**GOAL:**
Please rewrite everything from the start of the records down to the line containing "Give the outline of every instance of the unopened", replacing "layout" with "format" and keeping all else unchanged. Leave the pictures out of your answer.

[Start LISTED ENTRIES]

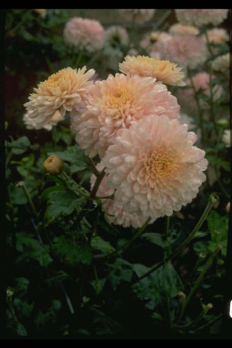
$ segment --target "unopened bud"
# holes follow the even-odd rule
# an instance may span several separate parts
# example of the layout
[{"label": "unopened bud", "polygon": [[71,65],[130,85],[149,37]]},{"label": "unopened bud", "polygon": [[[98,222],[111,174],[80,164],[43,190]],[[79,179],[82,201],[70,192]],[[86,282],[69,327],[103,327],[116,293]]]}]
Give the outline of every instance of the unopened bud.
[{"label": "unopened bud", "polygon": [[6,289],[6,295],[8,297],[11,297],[11,296],[13,296],[14,293],[14,291],[12,288],[9,287],[7,287]]},{"label": "unopened bud", "polygon": [[219,127],[222,127],[223,128],[227,128],[229,125],[228,121],[225,118],[222,118],[221,120],[218,120],[216,124]]},{"label": "unopened bud", "polygon": [[209,200],[210,203],[215,204],[216,203],[217,203],[217,202],[219,202],[219,197],[216,192],[213,192],[213,193],[211,193],[210,195]]},{"label": "unopened bud", "polygon": [[55,155],[52,155],[45,160],[43,164],[45,169],[50,174],[59,174],[64,167],[64,163]]},{"label": "unopened bud", "polygon": [[230,214],[230,210],[231,210],[231,202],[228,202],[227,205],[226,206],[226,211],[228,214]]}]

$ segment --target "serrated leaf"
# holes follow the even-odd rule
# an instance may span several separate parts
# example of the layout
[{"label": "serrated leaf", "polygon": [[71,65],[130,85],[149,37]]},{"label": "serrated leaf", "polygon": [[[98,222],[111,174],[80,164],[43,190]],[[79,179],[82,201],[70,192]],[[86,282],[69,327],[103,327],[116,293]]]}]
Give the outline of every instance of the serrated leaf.
[{"label": "serrated leaf", "polygon": [[95,250],[99,250],[103,254],[111,253],[115,250],[109,242],[104,241],[100,236],[95,236],[91,240],[91,247]]},{"label": "serrated leaf", "polygon": [[141,236],[142,238],[145,238],[153,244],[158,245],[163,249],[165,249],[168,245],[167,241],[164,241],[163,236],[159,233],[143,233]]}]

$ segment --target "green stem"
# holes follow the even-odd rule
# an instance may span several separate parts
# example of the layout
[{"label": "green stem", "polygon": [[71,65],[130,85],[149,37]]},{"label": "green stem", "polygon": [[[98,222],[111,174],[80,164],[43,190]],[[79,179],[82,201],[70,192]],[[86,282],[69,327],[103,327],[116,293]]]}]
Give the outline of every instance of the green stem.
[{"label": "green stem", "polygon": [[[77,184],[77,182],[71,177],[70,177],[64,171],[62,171],[60,173],[60,175],[61,176],[61,177],[66,181],[66,183],[68,184],[68,185],[69,187],[69,188],[70,189],[72,189],[73,191],[74,191],[76,194],[77,194],[77,193],[75,192],[75,191],[77,191],[78,192],[79,194],[77,194],[77,195],[79,196],[79,194],[81,195],[84,196],[84,197],[86,197],[86,198],[89,198],[89,193],[86,193],[82,191],[80,188],[78,187],[78,184]],[[75,188],[73,188],[73,185],[75,185]],[[83,190],[85,189],[84,188],[84,187],[82,187],[82,188]],[[87,191],[86,191],[87,192]]]},{"label": "green stem", "polygon": [[210,267],[211,266],[213,261],[214,261],[214,258],[217,255],[217,254],[219,252],[220,250],[222,250],[222,247],[220,245],[219,245],[216,249],[215,249],[215,251],[209,257],[209,258],[205,265],[205,267],[204,267],[202,271],[201,272],[198,278],[197,279],[196,281],[194,282],[194,284],[193,286],[192,287],[190,292],[189,294],[187,296],[186,298],[185,299],[184,304],[182,307],[182,310],[181,311],[181,313],[180,316],[180,319],[182,317],[185,308],[186,308],[187,306],[188,305],[191,298],[192,298],[192,296],[195,293],[195,291],[199,286],[200,284],[202,281],[202,280],[205,276],[205,274],[206,274],[206,272],[207,271],[208,268],[210,268]]},{"label": "green stem", "polygon": [[29,193],[28,191],[27,191],[27,189],[26,187],[26,185],[23,181],[19,181],[16,184],[16,186],[17,186],[19,187],[21,187],[23,190],[23,192],[24,193],[25,195],[26,196],[26,198],[27,198],[27,200],[28,201],[29,204],[31,208],[31,210],[33,212],[33,213],[34,214],[34,215],[35,216],[35,217],[36,218],[38,217],[38,214],[36,212],[36,210],[35,209],[35,206],[34,205],[34,203],[32,202],[32,200],[31,199],[31,196],[30,195],[30,194]]},{"label": "green stem", "polygon": [[189,68],[187,68],[187,71],[188,75],[189,77],[189,79],[191,82],[191,87],[194,92],[195,100],[197,102],[197,108],[198,109],[198,112],[199,114],[199,125],[200,128],[201,129],[201,132],[202,135],[202,145],[204,145],[205,143],[205,133],[203,128],[203,116],[202,114],[202,111],[201,108],[201,106],[200,105],[200,101],[199,99],[198,98],[198,95],[197,95],[197,92],[196,90],[196,88],[194,87],[194,84],[193,83],[193,78],[192,77],[192,74],[190,72],[190,69]]},{"label": "green stem", "polygon": [[212,68],[211,64],[210,67],[210,111],[211,122],[214,125],[214,128],[217,136],[217,140],[218,137],[218,131],[217,128],[216,122],[215,121],[215,115],[214,109],[214,99],[213,95],[213,86],[212,86]]},{"label": "green stem", "polygon": [[135,233],[132,238],[129,240],[129,241],[128,241],[126,243],[125,243],[124,244],[122,245],[121,247],[119,247],[119,248],[118,248],[116,250],[115,250],[115,251],[113,252],[112,253],[109,253],[109,254],[99,254],[98,255],[95,255],[94,258],[95,259],[104,259],[105,258],[108,258],[109,256],[113,256],[113,255],[115,255],[117,254],[117,253],[120,251],[120,250],[124,250],[125,249],[127,249],[129,246],[130,245],[130,244],[133,243],[133,242],[138,237],[140,236],[140,235],[142,234],[142,233],[143,232],[144,230],[146,228],[146,227],[148,225],[149,223],[151,220],[151,218],[149,217],[145,221],[145,222],[143,224],[142,226],[140,228],[140,229],[138,230],[138,232],[136,233]]},{"label": "green stem", "polygon": [[24,14],[24,16],[23,16],[21,21],[18,23],[16,26],[14,27],[11,30],[10,30],[9,31],[9,34],[12,35],[12,34],[13,34],[15,31],[18,30],[20,27],[22,25],[22,24],[24,23],[24,22],[26,21],[26,20],[27,19],[27,17],[29,15],[29,13],[30,13],[31,12],[32,12],[33,10],[32,9],[28,9],[26,13]]},{"label": "green stem", "polygon": [[169,223],[170,216],[166,216],[165,219],[165,233],[167,237],[170,236]]},{"label": "green stem", "polygon": [[94,164],[94,161],[93,161],[92,158],[88,158],[88,159],[89,160],[89,164],[88,164],[88,167],[93,172],[93,173],[96,176],[99,176],[100,174],[100,172],[97,169],[97,168],[95,165]]},{"label": "green stem", "polygon": [[206,328],[207,326],[208,326],[209,325],[211,325],[212,324],[216,322],[217,320],[218,319],[220,319],[223,316],[222,314],[221,313],[221,314],[219,314],[217,317],[216,317],[215,318],[214,318],[213,319],[209,321],[208,323],[207,323],[204,325],[202,325],[202,326],[200,326],[199,328],[198,328],[195,330],[195,332],[197,332],[197,331],[200,331],[200,330],[202,330],[202,329],[205,329],[205,328]]},{"label": "green stem", "polygon": [[98,176],[97,176],[96,180],[90,192],[90,197],[92,198],[95,198],[99,186],[105,175],[106,173],[105,172],[105,168],[104,168],[102,172],[100,173]]},{"label": "green stem", "polygon": [[196,225],[189,235],[189,237],[177,249],[175,253],[174,253],[172,255],[171,255],[169,257],[167,260],[163,260],[162,261],[160,261],[159,262],[158,262],[156,263],[155,263],[152,267],[151,267],[150,268],[150,269],[145,272],[142,275],[139,277],[136,280],[135,280],[134,281],[132,282],[131,285],[135,284],[137,282],[141,280],[142,279],[143,279],[143,278],[145,278],[145,277],[146,277],[147,276],[147,275],[149,275],[149,274],[150,274],[151,273],[152,273],[152,272],[153,272],[154,270],[159,268],[159,267],[160,267],[160,266],[163,265],[165,263],[165,262],[168,262],[168,261],[171,261],[171,260],[172,260],[172,259],[177,256],[177,255],[180,253],[182,250],[184,248],[185,248],[187,245],[187,244],[189,244],[190,241],[192,239],[193,239],[193,238],[194,237],[195,234],[197,232],[197,231],[202,226],[202,224],[203,224],[206,218],[207,217],[210,211],[213,208],[214,205],[217,202],[218,202],[218,200],[219,198],[218,196],[216,194],[216,193],[215,192],[212,193],[210,196],[208,204],[206,206],[206,207],[205,210],[204,211],[202,215],[201,216],[200,220],[199,220],[198,222],[197,223],[197,224],[196,224]]}]

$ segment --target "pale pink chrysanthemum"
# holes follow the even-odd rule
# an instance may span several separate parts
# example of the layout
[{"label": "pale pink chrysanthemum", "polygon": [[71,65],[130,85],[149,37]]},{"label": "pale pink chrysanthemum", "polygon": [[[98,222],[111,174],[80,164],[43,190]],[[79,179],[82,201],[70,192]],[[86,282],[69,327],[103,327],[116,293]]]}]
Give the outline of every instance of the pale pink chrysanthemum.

[End LISTED ENTRIES]

**EXERCISE RESPONSE:**
$ segment --target "unopened bud"
# holes follow the even-odd rule
# an instance may span several separate parts
# example of the format
[{"label": "unopened bud", "polygon": [[71,65],[130,85],[149,37]]},{"label": "unopened bud", "polygon": [[[98,222],[111,174],[80,164],[43,190]],[[79,179],[82,201],[70,192]],[[86,282],[69,327],[103,327],[116,293]]]}]
Give the outline of every instance of the unopened bud.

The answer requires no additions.